Output all the entries word for word. Omit the pictures.

— Begin SOURCE RECORDS —

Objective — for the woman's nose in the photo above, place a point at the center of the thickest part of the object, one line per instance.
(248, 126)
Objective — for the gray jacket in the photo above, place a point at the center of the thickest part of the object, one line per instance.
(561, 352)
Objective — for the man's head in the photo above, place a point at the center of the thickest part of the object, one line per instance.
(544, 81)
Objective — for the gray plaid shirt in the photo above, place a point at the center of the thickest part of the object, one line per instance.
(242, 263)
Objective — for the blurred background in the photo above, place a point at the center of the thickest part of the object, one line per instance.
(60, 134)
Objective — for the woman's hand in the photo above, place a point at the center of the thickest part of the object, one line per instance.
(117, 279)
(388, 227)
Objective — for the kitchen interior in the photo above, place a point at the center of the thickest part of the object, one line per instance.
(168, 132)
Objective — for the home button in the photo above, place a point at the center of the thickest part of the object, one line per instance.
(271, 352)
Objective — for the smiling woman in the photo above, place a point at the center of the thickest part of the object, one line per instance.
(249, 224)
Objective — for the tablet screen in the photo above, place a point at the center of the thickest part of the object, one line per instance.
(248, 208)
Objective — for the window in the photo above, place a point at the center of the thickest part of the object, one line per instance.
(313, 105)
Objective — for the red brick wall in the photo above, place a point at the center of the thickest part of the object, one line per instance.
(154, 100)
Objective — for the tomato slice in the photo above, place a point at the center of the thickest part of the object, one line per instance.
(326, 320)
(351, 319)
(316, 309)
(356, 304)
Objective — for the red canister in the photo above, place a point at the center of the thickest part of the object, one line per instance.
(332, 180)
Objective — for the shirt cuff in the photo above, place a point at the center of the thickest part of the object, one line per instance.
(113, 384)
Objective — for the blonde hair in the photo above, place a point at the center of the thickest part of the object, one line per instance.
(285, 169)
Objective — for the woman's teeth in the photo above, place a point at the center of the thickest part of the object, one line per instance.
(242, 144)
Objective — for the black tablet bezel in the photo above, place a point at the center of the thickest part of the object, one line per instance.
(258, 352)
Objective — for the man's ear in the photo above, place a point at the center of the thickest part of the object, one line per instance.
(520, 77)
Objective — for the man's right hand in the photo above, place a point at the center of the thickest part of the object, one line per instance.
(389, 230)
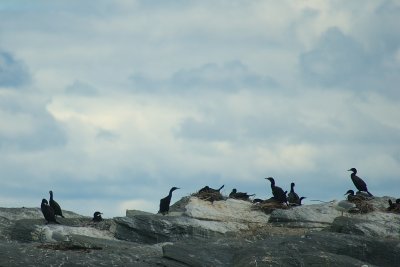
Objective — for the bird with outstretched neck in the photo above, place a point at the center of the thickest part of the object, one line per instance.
(97, 216)
(48, 212)
(277, 192)
(56, 207)
(164, 202)
(358, 182)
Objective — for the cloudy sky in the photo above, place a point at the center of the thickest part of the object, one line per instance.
(111, 103)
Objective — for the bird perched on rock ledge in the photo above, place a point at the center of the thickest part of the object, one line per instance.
(358, 182)
(277, 192)
(97, 216)
(164, 202)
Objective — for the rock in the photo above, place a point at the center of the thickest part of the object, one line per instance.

— End SOURCE RECORDS —

**WRITTEN SOLUTION**.
Objective — for the woman's nose in the photo above, place a point at the center of the thickest part of the object, one line per instance.
(248, 126)
Objective — for the gray jacket in the photo above, place a point at the center of the thickest part of the object, one line per instance.
(561, 352)
Objective — for the man's head in the photo above, place a point at the center of the thickest part of the object, one line per instance.
(544, 81)
Objective — for the gray plaid shirt in the photo above, place a point at the center of the thickest part of the object, one line per instance.
(242, 263)
Objective — for the blurred background in the photo above, place a point at the center of the thickest part of the object, one line per instance.
(60, 134)
Objective — for the woman's hand in the photo above, place a point at the center of the thickest part of the object, one line per instance.
(117, 279)
(388, 227)
Objective — for the kitchen interior in the photo above, place a point at the center of the thickest part of the object, one line per instance.
(168, 132)
Objective — for the home button in the photo above, place a point at the center of the thickest part of the object, one line per instance.
(271, 352)
Objective — for the smiling woman in the photo above, place a point at the center of the thickest part of the object, one line per instance.
(249, 224)
Objective — for the tablet screen in the photo above, place a point at the center of the thickest part of the object, one line per instance.
(248, 208)
Objective — for the window in the photo above, place a point at the center of the thickest part of the object, one line per instance.
(313, 105)
Objective — for the red brick wall in the photo above, place a point at the center of the thickest part of the object, one line per instance.
(154, 100)
Objective — for the tomato slice in the photo above, place a point at the center of the thickest part of the object, one line per instance.
(326, 320)
(351, 319)
(316, 309)
(356, 304)
Objective — for the red canister in the photo above, place a point at the center of the thickest part of the object, one line per instance.
(332, 180)
Objective — for the shirt cuff in the photo above, place a point at the center of the thickest part of the object, one line per instance.
(113, 384)
Objective — for the blonde hair in the photo above, place a point at the center of the thickest part of the object, one line per instance.
(285, 169)
Objective — for the woman's teeth in the photo above, place a point at the center of the thickest part of the object, one line per instance.
(242, 144)
Objective — for the black tablet bezel in the photo above, place a point at the center of the thickest part of the object, one line per instance.
(258, 352)
Objective — for the man's ear in the photo above, place a point at the center of the thickest part of the object, one line per instance.
(520, 77)
Objective — for the man's right hand in the photo above, place a point at the center of the thickest part of the object, one line per instance.
(389, 230)
Objective — for the bird with outstretched neck in the photo above, place a point at the center of the thickest part of the object, one line per instance.
(97, 216)
(48, 212)
(277, 192)
(56, 207)
(164, 202)
(358, 182)
Objective — for the cloudy sky in the photo above, place a point at the center of the thickest part of the object, one line per instance.
(111, 103)
Objective — for the bird perched on rock ledge in the photo above, place a point at the center of the thickest part of the object, one line per instance.
(358, 182)
(277, 192)
(97, 216)
(164, 202)
Objective — for the rock in the photo above, place a point at the center of the thickest part of the object, one line per instance.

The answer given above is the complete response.